▶ **Quellenauszug**
>>>>>

Das sind alles Eigenschaften von Resilienz. Einem Begriff, der aus der Physik stammt und die Fähigkeit technischer Systeme beschreibt, bei einem Teilausfall nicht vollständig zu versagen.
Um der nächsten Krise besser begegnen zu können und um sich generell auf sichere, stabile und entwicklungsfähige Systeme verlassen zu können, ist es wichtig, dass jetzt gezielte Schritte unternommen werden, den Einsatz von Open Source in systemrelevanten Bereichen – von der Kommunikation, über die Logistikbranche bis hin zum behördlichen Arbeiten – zu stärken und auf verteilte, föderierbare Systeme zu setzen. Denn dadurch erreichen wir die digitale Souveränität dieser Bereiche, unseres gesamten Staates und der Wirtschaft.
Aber was macht solche Strukturen im Einzelnen aus und warum ist der Einsatz von Open Source für diese unabdingbar?

<<<<<

▶ **Zu bearbeiten**
1) Gib aus dem Quellenauszug den Abschnitt wortgetreu aus, der mit "Um der nächsten" anfängt und sich bis einschließlich "für diese unabdingbar?" erstreckt.
2) Fasse den Quellenauszug in zwei Sätzen zusammen.

▶ **Gegebene Daten**

>>>>>

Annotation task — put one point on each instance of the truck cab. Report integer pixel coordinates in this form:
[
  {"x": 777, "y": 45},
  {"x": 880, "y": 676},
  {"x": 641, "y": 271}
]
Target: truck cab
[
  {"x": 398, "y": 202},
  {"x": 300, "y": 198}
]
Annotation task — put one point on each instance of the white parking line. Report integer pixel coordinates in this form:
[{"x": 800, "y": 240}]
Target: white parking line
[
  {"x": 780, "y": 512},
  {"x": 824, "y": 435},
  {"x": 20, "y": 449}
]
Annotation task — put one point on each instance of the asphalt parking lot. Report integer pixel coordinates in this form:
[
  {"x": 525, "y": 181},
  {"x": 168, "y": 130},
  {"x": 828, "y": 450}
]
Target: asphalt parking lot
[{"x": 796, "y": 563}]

<<<<<

▶ **Lösungen in Reihenfolge**
1)
Um der nächsten Krise besser begegnen zu können und um sich generell auf sichere, stabile und entwicklungsfähige Systeme verlassen zu können, ist es wichtig, dass jetzt gezielte Schritte unternommen werden, den Einsatz von Open Source in systemrelevanten Bereichen – von der Kommunikation, über die Logistikbranche bis hin zum behördlichen Arbeiten – zu stärken und auf verteilte, föderierbare Systeme zu setzen. Denn dadurch erreichen wir die digitale Souveränität dieser Bereiche, unseres gesamten Staates und der Wirtschaft.
Aber was macht solche Strukturen im Einzelnen aus und warum ist der Einsatz von Open Source für diese unabdingbar?

2) Resilienz ist ein aus der Physik stammender Begriff für die Fähigkeit technischer Systeme, bei einem Teilausfall nicht vollständig zu versagen. Um der nächsten Krise besser zu begegnen und digitale Souveränität zu erreichen, sollte jetzt der Einsatz von Open Source in systemrelevanten Bereichen wie Kommunikation, Logistik und behördlichem Arbeiten gezielt gestärkt und auf verteilte, föderierbare Systeme gesetzt werden.